*Dataset excerpts*:
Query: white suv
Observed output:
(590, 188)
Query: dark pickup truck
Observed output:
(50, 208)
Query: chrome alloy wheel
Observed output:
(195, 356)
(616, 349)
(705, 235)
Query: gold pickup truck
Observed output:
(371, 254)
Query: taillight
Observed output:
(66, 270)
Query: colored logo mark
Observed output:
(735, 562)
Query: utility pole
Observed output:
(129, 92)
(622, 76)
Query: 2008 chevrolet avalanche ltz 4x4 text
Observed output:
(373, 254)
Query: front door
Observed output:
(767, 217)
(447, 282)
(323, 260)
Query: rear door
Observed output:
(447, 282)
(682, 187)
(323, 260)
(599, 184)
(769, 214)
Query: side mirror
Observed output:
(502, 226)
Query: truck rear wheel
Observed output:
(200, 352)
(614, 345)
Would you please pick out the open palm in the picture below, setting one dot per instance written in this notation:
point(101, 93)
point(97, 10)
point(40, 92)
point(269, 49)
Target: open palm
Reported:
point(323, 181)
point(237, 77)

*What you should do*: Using the material above, print every entry exactly as written.

*Exercise response*:
Query: white suv
Observed output:
(590, 188)
Query: dark pickup truck
Observed output:
(50, 208)
Query: chrome alloy wheel
Observed output:
(195, 356)
(616, 349)
(705, 235)
Query: gold pickup truck
Observed output:
(371, 254)
Query: taillight
Observed output:
(66, 270)
Query: colored logo mark
Observed output:
(735, 562)
Query: utility pole
Observed output:
(129, 92)
(622, 76)
Query: 2008 chevrolet avalanche ltz 4x4 text
Observed output:
(373, 254)
Query: front door
Observed output:
(767, 217)
(447, 282)
(323, 260)
Query: rear door
Observed output:
(447, 282)
(682, 187)
(323, 260)
(599, 184)
(769, 214)
Query: side mirror
Observed output:
(502, 226)
Query: truck rear wheel
Observed output:
(200, 352)
(614, 345)
Would you please pick out the open palm in the picture below, setting one dot per instance written in this notation:
point(101, 93)
point(97, 10)
point(40, 92)
point(269, 49)
Target: open palm
Reported:
point(323, 181)
point(237, 77)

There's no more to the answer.